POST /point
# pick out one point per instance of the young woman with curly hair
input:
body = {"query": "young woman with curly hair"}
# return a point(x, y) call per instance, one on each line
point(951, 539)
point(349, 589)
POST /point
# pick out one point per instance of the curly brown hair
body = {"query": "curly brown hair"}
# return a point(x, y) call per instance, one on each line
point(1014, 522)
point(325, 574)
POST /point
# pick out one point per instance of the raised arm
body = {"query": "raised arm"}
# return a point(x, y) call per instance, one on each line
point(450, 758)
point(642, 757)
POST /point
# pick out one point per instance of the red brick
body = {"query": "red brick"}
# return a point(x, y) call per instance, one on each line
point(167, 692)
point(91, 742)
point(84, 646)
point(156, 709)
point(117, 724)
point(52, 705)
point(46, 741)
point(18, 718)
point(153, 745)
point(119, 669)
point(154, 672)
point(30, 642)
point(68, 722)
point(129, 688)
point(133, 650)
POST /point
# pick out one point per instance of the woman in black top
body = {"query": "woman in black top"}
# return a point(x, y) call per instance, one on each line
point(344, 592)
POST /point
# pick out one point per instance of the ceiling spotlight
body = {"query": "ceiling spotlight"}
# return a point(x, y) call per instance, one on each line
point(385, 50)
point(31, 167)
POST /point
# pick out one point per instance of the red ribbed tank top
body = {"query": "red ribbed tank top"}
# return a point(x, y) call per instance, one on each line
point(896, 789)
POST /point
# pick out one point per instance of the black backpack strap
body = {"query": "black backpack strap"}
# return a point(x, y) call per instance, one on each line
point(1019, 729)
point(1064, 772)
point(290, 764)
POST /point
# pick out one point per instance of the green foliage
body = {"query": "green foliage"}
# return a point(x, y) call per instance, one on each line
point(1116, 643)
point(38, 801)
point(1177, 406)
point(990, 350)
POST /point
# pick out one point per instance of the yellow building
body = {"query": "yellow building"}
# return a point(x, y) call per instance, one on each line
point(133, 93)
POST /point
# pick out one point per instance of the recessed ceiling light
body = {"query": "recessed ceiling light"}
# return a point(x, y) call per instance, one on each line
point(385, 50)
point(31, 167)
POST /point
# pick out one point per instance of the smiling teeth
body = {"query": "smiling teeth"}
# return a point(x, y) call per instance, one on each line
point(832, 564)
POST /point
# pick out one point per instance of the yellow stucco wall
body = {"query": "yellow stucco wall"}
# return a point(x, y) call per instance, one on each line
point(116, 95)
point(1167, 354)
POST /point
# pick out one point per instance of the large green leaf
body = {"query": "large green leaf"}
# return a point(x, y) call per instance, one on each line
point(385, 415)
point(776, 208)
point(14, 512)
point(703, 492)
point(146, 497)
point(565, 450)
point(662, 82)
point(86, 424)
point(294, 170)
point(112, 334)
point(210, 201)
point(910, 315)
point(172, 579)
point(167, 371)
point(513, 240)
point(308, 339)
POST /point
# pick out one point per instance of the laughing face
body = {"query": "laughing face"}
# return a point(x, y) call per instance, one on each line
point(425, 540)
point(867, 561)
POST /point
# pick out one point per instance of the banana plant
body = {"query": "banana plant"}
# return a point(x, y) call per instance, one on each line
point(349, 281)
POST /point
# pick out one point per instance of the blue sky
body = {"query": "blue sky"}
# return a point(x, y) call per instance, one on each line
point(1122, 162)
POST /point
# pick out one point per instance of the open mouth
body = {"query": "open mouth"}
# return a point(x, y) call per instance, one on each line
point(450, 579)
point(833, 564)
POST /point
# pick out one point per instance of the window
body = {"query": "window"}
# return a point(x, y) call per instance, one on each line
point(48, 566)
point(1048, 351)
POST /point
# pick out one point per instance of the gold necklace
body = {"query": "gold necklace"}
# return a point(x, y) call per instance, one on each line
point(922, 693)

+ + + +

**THE TASK**.
Reproduce every item above line for line, with no changes.

**SOLVED PROBLEM**.
POST /point
# pick out one point per instance of the young woman with curly hair
input:
body = {"query": "young woman with curly hair"}
# return a point(x, y) call per instance, one on each line
point(951, 539)
point(349, 589)
POST /point
# pick out one point per instance of the curly brown hair
body = {"query": "curly brown hair"}
# return a point(x, y) call per instance, one on each line
point(1014, 522)
point(325, 574)
POST /point
# pick out one point per instance of the raised arm
body = {"query": "raised arm"}
# return a point(x, y) call per instance, one on each line
point(450, 758)
point(642, 757)
POST /point
# pick out one point per instance of the red brick
body = {"query": "red brick"}
# return a point(x, y) call per instance, one on each line
point(167, 692)
point(91, 742)
point(84, 646)
point(156, 709)
point(117, 724)
point(52, 705)
point(46, 741)
point(18, 718)
point(153, 745)
point(119, 669)
point(154, 672)
point(30, 642)
point(68, 722)
point(129, 688)
point(133, 650)
POST /point
# pick out one point per instance of the woman in black top
body = {"query": "woman in black top"}
# return a point(x, y) call per instance, one on each line
point(344, 592)
POST /point
# pick out one point per instance of the ceiling spotlight
body = {"query": "ceiling spotlight"}
# return a point(x, y) call per instance, one on each line
point(385, 50)
point(31, 167)
POST /point
# pick out one point per instance of the red ribbed tank top
body = {"query": "red ribbed tank top"}
# return a point(x, y) call per instance, one on each line
point(896, 789)
POST /point
# pick out one point per instance of the black backpack strap
body = {"query": "black backpack strap"}
# return a point(x, y) call per instance, one on each line
point(1019, 729)
point(1064, 772)
point(290, 764)
POST /point
# pick out one point per instance of the green foliage
body = {"query": "green foliage"}
# return a point(x, y) call per instance, one on each line
point(1116, 643)
point(38, 801)
point(1177, 406)
point(990, 350)
POST /point
# pick out one point per instance of the yellow building
body = {"query": "yellow building"}
# return a point(x, y) call per instance, one on each line
point(133, 93)
POST /point
# pick out one point per instance of the recessed ceiling light
body = {"query": "recessed ceiling light"}
# return a point(x, y) call per instance, one on each line
point(385, 50)
point(31, 167)
POST /point
# pick out one point per instance of the smiling teeth
body = {"query": "smiling teeth"}
# return a point(x, y) call per instance, one on each line
point(832, 564)
POST /point
# pick out one point per instance of the yellow stucco wall
body = {"query": "yellow stucco wall"}
# return a point(x, y) call per instance, one on each line
point(116, 95)
point(1167, 354)
POST /point
# pick out one point per instance of the large green leaf
body = {"query": "large green leaf"}
# return a point(x, y) call per instance, one on each line
point(385, 415)
point(776, 208)
point(14, 512)
point(703, 492)
point(146, 497)
point(565, 450)
point(662, 82)
point(86, 424)
point(294, 170)
point(112, 334)
point(210, 201)
point(910, 315)
point(172, 579)
point(167, 371)
point(513, 240)
point(308, 339)
POST /point
# pick out one point per instance of the laughing face
body = {"query": "laughing face"}
# return a point(x, y) call per instance, one on each line
point(425, 540)
point(867, 561)
POST /point
# pick out one point per instance of the banana plant
body = {"query": "banana plant"}
# return a point(x, y) call per instance, one on each line
point(349, 281)
POST /point
# pick out one point per instance of the blue sky
body = {"query": "blue sky"}
# return a point(x, y) call per instance, one on each line
point(1122, 162)
POST /point
# pick out one point per instance of the open mouth
body = {"query": "open mouth"}
# return a point(x, y) call per instance, one on each line
point(450, 579)
point(833, 564)
POST /point
# pick out one point per instance of the window
body = {"query": "window"}
# return a point(x, y) call per instance, one on each line
point(48, 566)
point(1048, 351)
POST /point
# pick out one point per instance of the gold necklace
body = {"query": "gold necklace"}
# return a point(x, y) call per instance, one on each line
point(922, 693)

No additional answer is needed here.